Performance monitoring is important in production. It allows you to identify when performance has decreased or recovered. Paired with other information (user logs, market activity, etc.), you can learn trends and conditions that indicate a performance decrease is likely to happen in the future.

One common production setup for this is reporting macro-benchmark timestamps to an external database (not from within the critical path!) and viewing them in an online GUI like Grafana.

Here is what our trading application system diagram might look like after adding tests and production monitoring functionality…

Simplified Trading Application System Diagram with Tests & Production Monitoring Systems for Macro-Benchmarks
Simplified Trading Application System Diagram with Tests & Production Monitoring Systems for Macro-Benchmarks

Common Macro-Benchmarking Pitfalls

Make sure you are macro-benchmarking metrics that matter. Don’t waste developer time optimizing processes that don’t need to be fast.

Most code paths run on either a “hot” cache or a “cold” cache, not both.

  • If your production code path is common, it will likely have a hot cache. Make sure to discard the first few iterations of each benchmark test, so the cache can warm up.
  • If your production code path is only run on startup or is very infrequent compared to other large logical processes in the application, you may be more interested in running on a cold cache. If this is the case, you can force your benchmark tests to wipe its cache clean between iterations.

When writing tests…

  • Randomize inputs. Otherwise, your compiler will optimize things like branch predictions and you won’t get measurements representative of production.

• Collected data

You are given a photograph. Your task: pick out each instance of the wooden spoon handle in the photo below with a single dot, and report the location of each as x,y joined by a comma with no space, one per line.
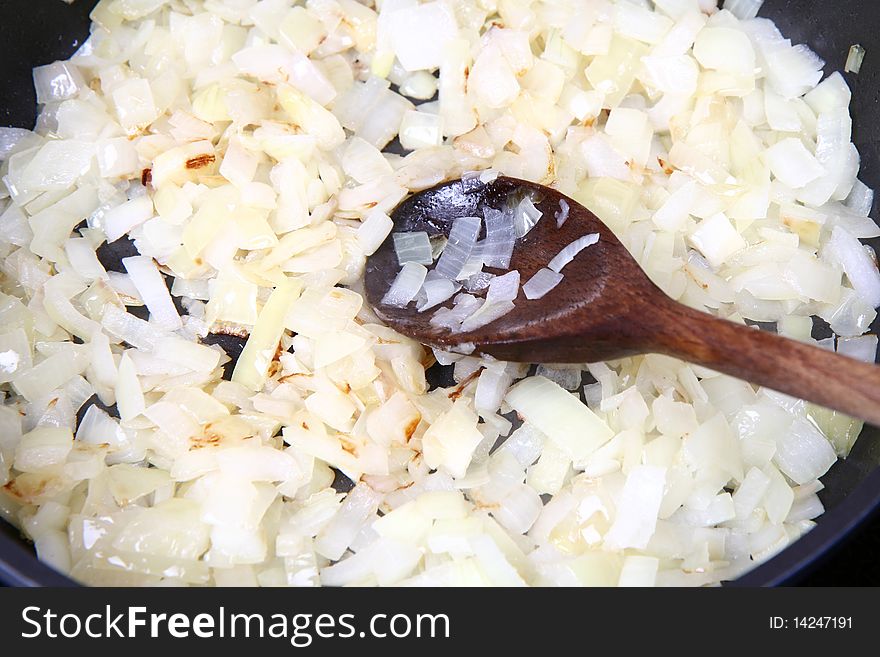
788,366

• Task directions
Continue the passage on macro-benchmarking pitfalls, starting right after its final sentence. The material shown above comes from a different source than the text.

• Output for this task
  • Generate any randomized inputs prior to taking a “start” timestamp.
  • Have large sample sizes.
  • Do not disable compiler optimizations during testing. You want your benchmarks to resemble production performance. We’ll discuss cases where special handling for this is required in the micro-benchmarking deep dive next week.

Most of the time, you don’t need to follow a strict scientific process to gain valuable insights, but any hard conclusions should probably be statistically sound.

Micro-Benchmarking

With our findings from macro-benchmarking, we can detect inefficiencies and begin more targeted investigations with micro-benchmarking.

Neither form of benchmarking has a single correct method. Though, there are definitely incorrect methods.

While macro-benchmarking is rather straightforward, micro-benchmarking is a heck of a lot harder to get right. Next week, we’ll learn to avoid some common mistakes while using micro-benchmarking and uncover code inefficiencies via a short case study.

What’s next?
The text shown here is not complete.